Copy every record verbatim but exclude the pictures.

══════════════════════════════

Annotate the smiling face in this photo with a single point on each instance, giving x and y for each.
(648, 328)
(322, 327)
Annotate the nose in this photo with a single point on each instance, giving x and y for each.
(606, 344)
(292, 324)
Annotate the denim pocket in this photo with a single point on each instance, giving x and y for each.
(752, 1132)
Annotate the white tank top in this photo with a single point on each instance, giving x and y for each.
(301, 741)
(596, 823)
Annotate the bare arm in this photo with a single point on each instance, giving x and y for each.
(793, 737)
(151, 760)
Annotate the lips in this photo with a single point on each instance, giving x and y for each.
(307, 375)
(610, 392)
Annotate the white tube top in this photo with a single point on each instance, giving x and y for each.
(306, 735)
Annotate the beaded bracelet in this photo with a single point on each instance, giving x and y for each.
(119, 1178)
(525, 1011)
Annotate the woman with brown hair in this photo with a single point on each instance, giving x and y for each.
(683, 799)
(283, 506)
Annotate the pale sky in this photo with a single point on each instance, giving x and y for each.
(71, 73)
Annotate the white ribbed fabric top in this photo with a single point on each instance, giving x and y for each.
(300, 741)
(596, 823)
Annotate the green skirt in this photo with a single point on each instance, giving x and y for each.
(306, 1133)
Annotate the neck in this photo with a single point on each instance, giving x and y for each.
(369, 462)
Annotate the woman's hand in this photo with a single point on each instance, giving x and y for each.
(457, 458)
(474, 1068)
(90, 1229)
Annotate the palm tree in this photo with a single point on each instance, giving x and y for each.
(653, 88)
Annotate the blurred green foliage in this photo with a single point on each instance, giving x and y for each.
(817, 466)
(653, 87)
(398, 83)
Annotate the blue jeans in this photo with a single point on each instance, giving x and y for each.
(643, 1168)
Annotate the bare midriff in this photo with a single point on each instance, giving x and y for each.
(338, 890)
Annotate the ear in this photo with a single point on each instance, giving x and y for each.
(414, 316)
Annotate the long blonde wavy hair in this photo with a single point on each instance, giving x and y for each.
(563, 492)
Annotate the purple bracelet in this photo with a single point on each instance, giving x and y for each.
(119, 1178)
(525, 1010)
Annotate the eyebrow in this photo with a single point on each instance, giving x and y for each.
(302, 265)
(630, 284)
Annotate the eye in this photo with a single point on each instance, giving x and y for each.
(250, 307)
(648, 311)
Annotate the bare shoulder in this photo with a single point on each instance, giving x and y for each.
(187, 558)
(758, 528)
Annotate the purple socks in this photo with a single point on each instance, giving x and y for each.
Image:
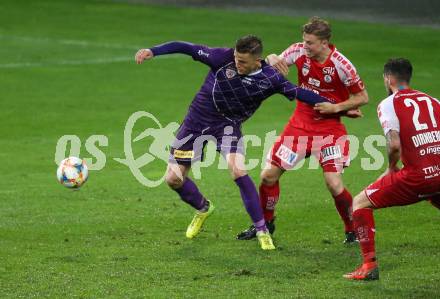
(190, 194)
(251, 201)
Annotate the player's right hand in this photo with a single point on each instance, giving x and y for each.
(143, 54)
(278, 63)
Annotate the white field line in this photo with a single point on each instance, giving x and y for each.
(81, 43)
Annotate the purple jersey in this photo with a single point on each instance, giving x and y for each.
(226, 96)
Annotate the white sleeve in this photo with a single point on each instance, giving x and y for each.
(387, 115)
(292, 53)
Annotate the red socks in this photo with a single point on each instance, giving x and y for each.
(269, 196)
(343, 203)
(363, 223)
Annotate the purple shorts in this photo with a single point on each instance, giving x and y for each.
(190, 142)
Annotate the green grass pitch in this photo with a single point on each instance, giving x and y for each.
(67, 67)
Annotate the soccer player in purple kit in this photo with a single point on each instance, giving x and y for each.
(237, 83)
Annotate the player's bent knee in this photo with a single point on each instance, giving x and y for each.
(335, 186)
(238, 173)
(174, 181)
(269, 178)
(361, 201)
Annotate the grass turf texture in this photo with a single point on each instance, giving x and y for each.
(116, 238)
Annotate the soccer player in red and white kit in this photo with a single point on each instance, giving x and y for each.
(315, 130)
(410, 120)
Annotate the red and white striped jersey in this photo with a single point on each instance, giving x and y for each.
(416, 116)
(334, 79)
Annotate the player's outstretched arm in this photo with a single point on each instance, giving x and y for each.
(278, 63)
(354, 102)
(213, 57)
(293, 92)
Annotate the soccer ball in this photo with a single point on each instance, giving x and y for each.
(72, 172)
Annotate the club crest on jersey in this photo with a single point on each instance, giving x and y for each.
(264, 84)
(314, 82)
(286, 155)
(230, 73)
(330, 153)
(328, 70)
(306, 69)
(328, 78)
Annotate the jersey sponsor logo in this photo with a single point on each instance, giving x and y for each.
(328, 70)
(314, 82)
(202, 53)
(371, 191)
(286, 155)
(331, 152)
(435, 150)
(426, 138)
(432, 171)
(230, 73)
(247, 80)
(179, 154)
(264, 84)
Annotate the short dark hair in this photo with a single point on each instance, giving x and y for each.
(400, 68)
(249, 44)
(319, 27)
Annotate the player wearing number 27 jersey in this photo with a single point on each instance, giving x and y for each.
(410, 120)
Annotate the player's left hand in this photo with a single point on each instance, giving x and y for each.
(355, 113)
(327, 108)
(143, 54)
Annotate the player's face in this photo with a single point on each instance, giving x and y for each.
(246, 63)
(313, 45)
(387, 83)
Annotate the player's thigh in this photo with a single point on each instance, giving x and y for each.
(361, 201)
(392, 190)
(236, 164)
(435, 201)
(176, 174)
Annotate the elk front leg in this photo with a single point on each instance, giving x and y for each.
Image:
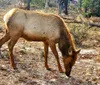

══════════════════════════════

# Solution to this exercise
Annotate the smiling face in this photo with a single point on each instance, giving x and y for each.
(648, 328)
(322, 327)
Annotate the nose in this photo with a single point on each instance, giving x and y for each.
(606, 344)
(292, 324)
Annotate the denim pocket in this photo with a single point on each instance, giving x and y for each.
(752, 1132)
Annotate the white tank top in this photo with a single point on each instance, giving x and y for each.
(301, 741)
(596, 823)
Annotate the bare arm in this photo with a single point on each instance, giving x and y for each.
(793, 737)
(151, 760)
Annotate the lips in this photo with a single point on each instance, giving x and y for each.
(307, 375)
(610, 392)
Annotate the white tube top in this photo with a single point on each instance, giving x and y for each.
(306, 735)
Annotate the beaded bracelet in this photo with a single point on each instance, giving x and y for each.
(119, 1178)
(525, 1011)
Annotate the woman with brown hair in this photo with a single point on each instance, giving x and y for each.
(683, 799)
(283, 506)
Annotate the pale sky in this photo with a single point on each instance, giving x and y for each.
(71, 73)
Annotate the white ribbed fabric top in this photo with a single point on each instance, giving x and y for each.
(300, 741)
(596, 823)
Annotate the green skirt in this photo with a single point on each instance, giving x and y for each.
(306, 1133)
Annotate the neck in this photo with a single point on each instance, giving x and y for each.
(369, 462)
Annotate the woman's hand in this photo with a single point on each instance, giving x and y for each.
(457, 458)
(474, 1068)
(90, 1229)
Annotate the palm tree in this photo with a single point on each instance, giving x and y for each.
(653, 88)
Annotate the blurred green foliage in this photo with a single point on each instance, giving x and y for each.
(817, 466)
(653, 87)
(398, 83)
Annotate the blue jeans in this photo with a single point on each instance, giving x and y for each.
(643, 1168)
Annotate the bare midriff in this photo with a single point on each instance, giving x and y for each.
(338, 890)
Annotate the ear in this photo with a single point on each instance, giving x and y for each.
(414, 316)
Annotate the long blonde wavy hair in this photo with a single point on each instance, giving x and y for each.
(563, 492)
Annotate the purple bracelet in this photo with a single point on each instance, giving x and y for each.
(119, 1178)
(525, 1010)
Annotate the eyebrow in this photo with a single point on each instance, giving x and y for each.
(302, 265)
(630, 284)
Annotate the eye in this photo with a single point on each instance, giving x and y for each.
(250, 307)
(648, 311)
Annotate the bare shoulder in this photo with a single point on each instance, giving x and y for each.
(187, 558)
(758, 528)
Annotate the purple socks in this photo with a single point on each instance, giving x and y for each.
Image:
(190, 194)
(251, 201)
Annotate the player's right hand in this photo with a single point on each instance, giving x and y for each.
(143, 54)
(278, 63)
Annotate the white field line in this photo with a single point on each instance, giving x and y for each.
(81, 43)
Annotate the purple jersey in this photo with a single point on each instance, giving x and y for each.
(226, 96)
Annotate the white sleeve in this photo with a single point on each instance, giving x and y for each.
(387, 115)
(292, 53)
Annotate the red socks in this photo with a single point on each instance, giving x and y for each.
(269, 196)
(343, 203)
(363, 223)
Annotate the purple shorts in this photo with a single point on each instance, giving x and y for each.
(190, 142)
Annotate the green grass pitch in this photo with a single point on each instance, giving x and y for each.
(67, 67)
Annotate the soccer player in purple kit in this photo with a single point on each instance, giving x and y for each.
(237, 83)
Annotate the player's bent knee in this photo with a single point on each instance, giving x and y for each.
(335, 186)
(238, 173)
(174, 181)
(269, 178)
(361, 201)
Annotate the grass turf texture in this photo with a single point on each instance, giving x and y for each.
(116, 238)
Annotate the soccer player in red and white kit in this photo with a single point on each instance, giving x and y for each.
(315, 130)
(410, 120)
Annotate the red and white striped jersey in this photo with a single point on each instance, giving x and y for each.
(416, 116)
(334, 79)
Annotate the player's outstretched arm in this photo with a single point on each instance, giving x and y for each.
(278, 63)
(354, 102)
(213, 57)
(293, 92)
Annotate the soccer ball in this photo with a single point on each instance, giving x and y for each.
(72, 172)
Annotate the club crest on jersey in this photo with a single point on each instance, giving x and y for each.
(264, 84)
(314, 82)
(286, 155)
(230, 73)
(330, 153)
(328, 70)
(306, 69)
(328, 78)
Annotate the jersey sponsor logo in this photo with a single point on each instance, giving x and y for each.
(328, 70)
(314, 82)
(202, 53)
(371, 191)
(286, 155)
(331, 152)
(435, 150)
(426, 138)
(432, 171)
(230, 73)
(247, 80)
(179, 154)
(264, 84)
Annotate the short dark hair in this photo with a single point on each instance, giving x and y for each.
(400, 68)
(249, 44)
(319, 27)
Annotate the player wearing number 27 jersey in this photo with a single point on each instance, giving x and y for each.
(410, 120)
Annotate the player's left hand in this photo with a single point on each instance, giving x and y for each.
(355, 113)
(327, 108)
(143, 54)
Annotate the player's face in this photo with a single point on each instance, giving x and y for each.
(246, 63)
(313, 45)
(387, 83)
Annotate the player's thigh in this photo with a single point on each instance, giving x and y for each.
(361, 201)
(392, 190)
(236, 164)
(435, 201)
(176, 174)
Annotate the elk front leg in this photo with a single point on each instance, giving x and y for each.
Image:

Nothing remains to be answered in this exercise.